Reproduce the commentary on visual feedback of tongue movement below in full, word for word.

START Document extract

Impact Factor 2.673 | CiteScore 2.96
More on impact ›


Front. Hum. Neurosci., 23 December 2016 |

Commentary: Visual Feedback of Tongue Movement for Novel Speech Sound Learning

  • 1Cognitive Neurology and Aphasia Unit and Cathedra ARPA of Aphasia, Centro de Investigaciones Médico-Sanitarias, Instituto de Investigación Biomédica de Málaga, University of Malaga, Malaga, Spain
  • 2Department of Spanish Language, University of Malaga, Malaga, Spain

A commentary on
Visual Feedback of Tongue Movement for Novel Speech Sound Learning

by Katz, W. F., and Mehta, S. (2015). Front. Hum. Neurosci. 9:612. doi: 10.3389/fnhum.2015.00612

Access to visual information during speech is useful for verbal communication because it enhances auditory perception, especially in noise (Sumby and Pollack, 1954). Until recently, visual feedback of the speaker's face was possible only for the visible articulators (the lips), but new computer-assisted pronunciation training (CAPT) systems have created a kind of “transparent” oral cavity that permits us to look at our own tongue movements during articulation.

END Document extract
START Recorded information

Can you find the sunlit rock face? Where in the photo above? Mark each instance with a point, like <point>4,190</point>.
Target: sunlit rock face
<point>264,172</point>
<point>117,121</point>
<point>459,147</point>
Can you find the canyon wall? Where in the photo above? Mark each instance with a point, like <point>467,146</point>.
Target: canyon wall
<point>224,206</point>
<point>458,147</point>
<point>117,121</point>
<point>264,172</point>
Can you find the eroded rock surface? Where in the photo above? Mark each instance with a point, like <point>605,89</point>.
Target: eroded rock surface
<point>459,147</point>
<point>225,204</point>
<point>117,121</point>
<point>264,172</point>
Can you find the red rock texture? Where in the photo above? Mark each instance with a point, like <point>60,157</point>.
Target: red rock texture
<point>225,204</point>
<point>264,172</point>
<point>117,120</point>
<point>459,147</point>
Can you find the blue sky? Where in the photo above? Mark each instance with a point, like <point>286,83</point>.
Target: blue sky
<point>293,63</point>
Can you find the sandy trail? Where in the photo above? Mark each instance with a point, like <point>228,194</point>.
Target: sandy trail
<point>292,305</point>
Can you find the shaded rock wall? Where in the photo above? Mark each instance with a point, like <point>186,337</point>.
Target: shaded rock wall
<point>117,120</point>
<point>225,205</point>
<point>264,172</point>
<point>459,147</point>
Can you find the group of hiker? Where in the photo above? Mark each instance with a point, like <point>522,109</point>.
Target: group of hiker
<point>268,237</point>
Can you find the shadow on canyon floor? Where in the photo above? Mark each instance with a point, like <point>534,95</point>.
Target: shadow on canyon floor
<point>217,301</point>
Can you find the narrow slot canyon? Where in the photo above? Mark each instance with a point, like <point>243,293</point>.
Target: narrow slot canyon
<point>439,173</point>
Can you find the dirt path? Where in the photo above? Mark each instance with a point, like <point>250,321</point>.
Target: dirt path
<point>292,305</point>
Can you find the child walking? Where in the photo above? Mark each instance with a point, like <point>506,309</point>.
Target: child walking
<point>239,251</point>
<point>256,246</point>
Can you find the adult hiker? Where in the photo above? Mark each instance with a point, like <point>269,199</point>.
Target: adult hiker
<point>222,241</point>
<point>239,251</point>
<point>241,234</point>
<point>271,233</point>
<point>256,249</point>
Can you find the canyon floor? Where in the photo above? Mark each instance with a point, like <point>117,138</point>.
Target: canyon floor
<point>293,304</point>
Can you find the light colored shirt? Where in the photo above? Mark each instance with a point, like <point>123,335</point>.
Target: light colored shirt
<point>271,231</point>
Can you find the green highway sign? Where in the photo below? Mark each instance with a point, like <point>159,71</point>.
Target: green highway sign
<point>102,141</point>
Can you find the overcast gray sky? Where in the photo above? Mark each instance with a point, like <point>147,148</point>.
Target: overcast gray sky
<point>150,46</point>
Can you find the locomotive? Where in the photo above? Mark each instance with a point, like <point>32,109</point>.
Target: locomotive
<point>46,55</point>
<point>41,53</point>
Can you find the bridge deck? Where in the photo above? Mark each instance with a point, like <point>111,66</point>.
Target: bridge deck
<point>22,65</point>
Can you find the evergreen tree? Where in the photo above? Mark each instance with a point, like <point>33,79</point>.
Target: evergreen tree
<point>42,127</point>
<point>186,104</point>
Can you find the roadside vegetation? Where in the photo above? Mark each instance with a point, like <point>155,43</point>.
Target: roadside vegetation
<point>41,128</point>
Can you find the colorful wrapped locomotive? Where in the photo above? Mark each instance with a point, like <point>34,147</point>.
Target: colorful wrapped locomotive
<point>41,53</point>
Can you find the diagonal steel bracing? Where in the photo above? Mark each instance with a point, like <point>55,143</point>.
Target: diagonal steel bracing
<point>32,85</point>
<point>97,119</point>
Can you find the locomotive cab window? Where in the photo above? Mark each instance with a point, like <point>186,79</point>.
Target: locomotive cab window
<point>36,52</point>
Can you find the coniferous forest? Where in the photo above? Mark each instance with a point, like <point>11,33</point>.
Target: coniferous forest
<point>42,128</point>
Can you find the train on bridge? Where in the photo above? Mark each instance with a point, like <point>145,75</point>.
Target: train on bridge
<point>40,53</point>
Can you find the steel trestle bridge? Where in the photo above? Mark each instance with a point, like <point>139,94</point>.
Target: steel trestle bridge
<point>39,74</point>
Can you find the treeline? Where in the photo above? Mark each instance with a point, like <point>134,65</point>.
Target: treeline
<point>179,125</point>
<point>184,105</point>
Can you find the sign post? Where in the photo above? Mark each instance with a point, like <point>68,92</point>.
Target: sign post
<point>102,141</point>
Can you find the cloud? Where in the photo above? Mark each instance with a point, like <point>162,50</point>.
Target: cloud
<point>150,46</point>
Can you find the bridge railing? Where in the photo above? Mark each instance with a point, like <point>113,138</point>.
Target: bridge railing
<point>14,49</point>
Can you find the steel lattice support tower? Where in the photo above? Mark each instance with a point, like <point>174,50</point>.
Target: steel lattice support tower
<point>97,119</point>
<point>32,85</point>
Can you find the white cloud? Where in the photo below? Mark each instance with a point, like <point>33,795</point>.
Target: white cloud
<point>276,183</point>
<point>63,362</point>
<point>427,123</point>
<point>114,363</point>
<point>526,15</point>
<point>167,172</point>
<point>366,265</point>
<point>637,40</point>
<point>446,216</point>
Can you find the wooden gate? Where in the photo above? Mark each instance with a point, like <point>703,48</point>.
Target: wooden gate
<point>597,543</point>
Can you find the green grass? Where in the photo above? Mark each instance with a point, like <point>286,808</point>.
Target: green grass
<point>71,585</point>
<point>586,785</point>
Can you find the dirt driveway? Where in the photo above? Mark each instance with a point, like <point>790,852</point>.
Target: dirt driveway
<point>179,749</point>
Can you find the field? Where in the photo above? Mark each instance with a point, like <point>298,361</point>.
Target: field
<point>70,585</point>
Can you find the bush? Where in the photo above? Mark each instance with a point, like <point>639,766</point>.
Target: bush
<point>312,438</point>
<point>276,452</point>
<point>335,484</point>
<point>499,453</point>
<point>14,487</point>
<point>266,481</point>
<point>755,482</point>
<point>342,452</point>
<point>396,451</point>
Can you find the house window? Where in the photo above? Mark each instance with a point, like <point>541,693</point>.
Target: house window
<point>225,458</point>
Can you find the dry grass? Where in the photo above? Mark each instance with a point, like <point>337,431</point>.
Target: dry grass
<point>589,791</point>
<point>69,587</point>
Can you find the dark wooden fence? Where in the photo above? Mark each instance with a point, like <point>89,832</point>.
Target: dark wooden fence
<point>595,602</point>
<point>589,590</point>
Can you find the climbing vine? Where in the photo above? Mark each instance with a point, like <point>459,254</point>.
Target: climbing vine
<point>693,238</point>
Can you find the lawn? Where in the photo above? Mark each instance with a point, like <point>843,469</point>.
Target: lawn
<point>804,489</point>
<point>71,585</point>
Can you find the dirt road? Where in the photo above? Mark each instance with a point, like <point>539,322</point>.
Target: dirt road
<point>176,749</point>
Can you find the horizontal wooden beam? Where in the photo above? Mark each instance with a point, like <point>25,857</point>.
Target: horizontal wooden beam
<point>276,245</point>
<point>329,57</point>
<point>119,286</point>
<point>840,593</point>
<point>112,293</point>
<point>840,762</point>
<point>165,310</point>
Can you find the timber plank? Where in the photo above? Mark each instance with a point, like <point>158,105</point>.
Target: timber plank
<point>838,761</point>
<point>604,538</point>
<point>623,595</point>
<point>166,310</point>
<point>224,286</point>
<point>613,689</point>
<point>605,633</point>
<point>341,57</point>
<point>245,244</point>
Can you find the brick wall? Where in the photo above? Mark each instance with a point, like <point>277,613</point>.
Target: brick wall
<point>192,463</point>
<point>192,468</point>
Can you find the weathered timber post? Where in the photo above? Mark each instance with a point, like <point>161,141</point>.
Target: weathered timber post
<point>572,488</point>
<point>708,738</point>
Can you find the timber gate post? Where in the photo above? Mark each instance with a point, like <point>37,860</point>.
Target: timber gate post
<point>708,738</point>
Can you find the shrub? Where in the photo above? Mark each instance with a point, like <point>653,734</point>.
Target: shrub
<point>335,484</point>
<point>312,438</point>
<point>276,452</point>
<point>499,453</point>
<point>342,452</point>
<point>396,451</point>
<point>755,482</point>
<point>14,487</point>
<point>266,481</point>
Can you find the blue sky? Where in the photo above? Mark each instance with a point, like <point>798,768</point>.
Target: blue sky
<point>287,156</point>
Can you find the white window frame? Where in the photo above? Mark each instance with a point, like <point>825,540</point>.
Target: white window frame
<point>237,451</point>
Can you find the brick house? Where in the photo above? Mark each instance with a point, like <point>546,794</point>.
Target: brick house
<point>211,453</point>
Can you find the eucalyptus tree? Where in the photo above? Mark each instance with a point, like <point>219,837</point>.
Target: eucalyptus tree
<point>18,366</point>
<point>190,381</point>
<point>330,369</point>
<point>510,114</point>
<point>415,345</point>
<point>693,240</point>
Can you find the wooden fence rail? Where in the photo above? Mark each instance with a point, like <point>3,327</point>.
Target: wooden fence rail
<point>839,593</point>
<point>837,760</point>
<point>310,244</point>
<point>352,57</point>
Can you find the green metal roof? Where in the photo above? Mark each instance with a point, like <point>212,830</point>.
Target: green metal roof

END Recorded information

■ **Task output**:
Impact Factor 2.673 | CiteScore 2.96
More on impact ›


Front. Hum. Neurosci., 23 December 2016 |

Commentary: Visual Feedback of Tongue Movement for Novel Speech Sound Learning

  • 1Cognitive Neurology and Aphasia Unit and Cathedra ARPA of Aphasia, Centro de Investigaciones Médico-Sanitarias, Instituto de Investigación Biomédica de Málaga, University of Malaga, Malaga, Spain
  • 2Department of Spanish Language, University of Malaga, Malaga, Spain

A commentary on
Visual Feedback of Tongue Movement for Novel Speech Sound Learning

by Katz, W. F., and Mehta, S. (2015). Front. Hum. Neurosci. 9:612. doi: 10.3389/fnhum.2015.00612

Access to visual information during speech is useful for verbal communication because it enhances auditory perception, especially in noise (Sumby and Pollack, 1954). Until recently, visual feedback of the speaker's face was possible only for the visible articulators (the lips), but new computer-assisted pronunciation training (CAPT) systems have created a kind of “transparent” oral cavity that permits us to look at our own tongue movements during articulation.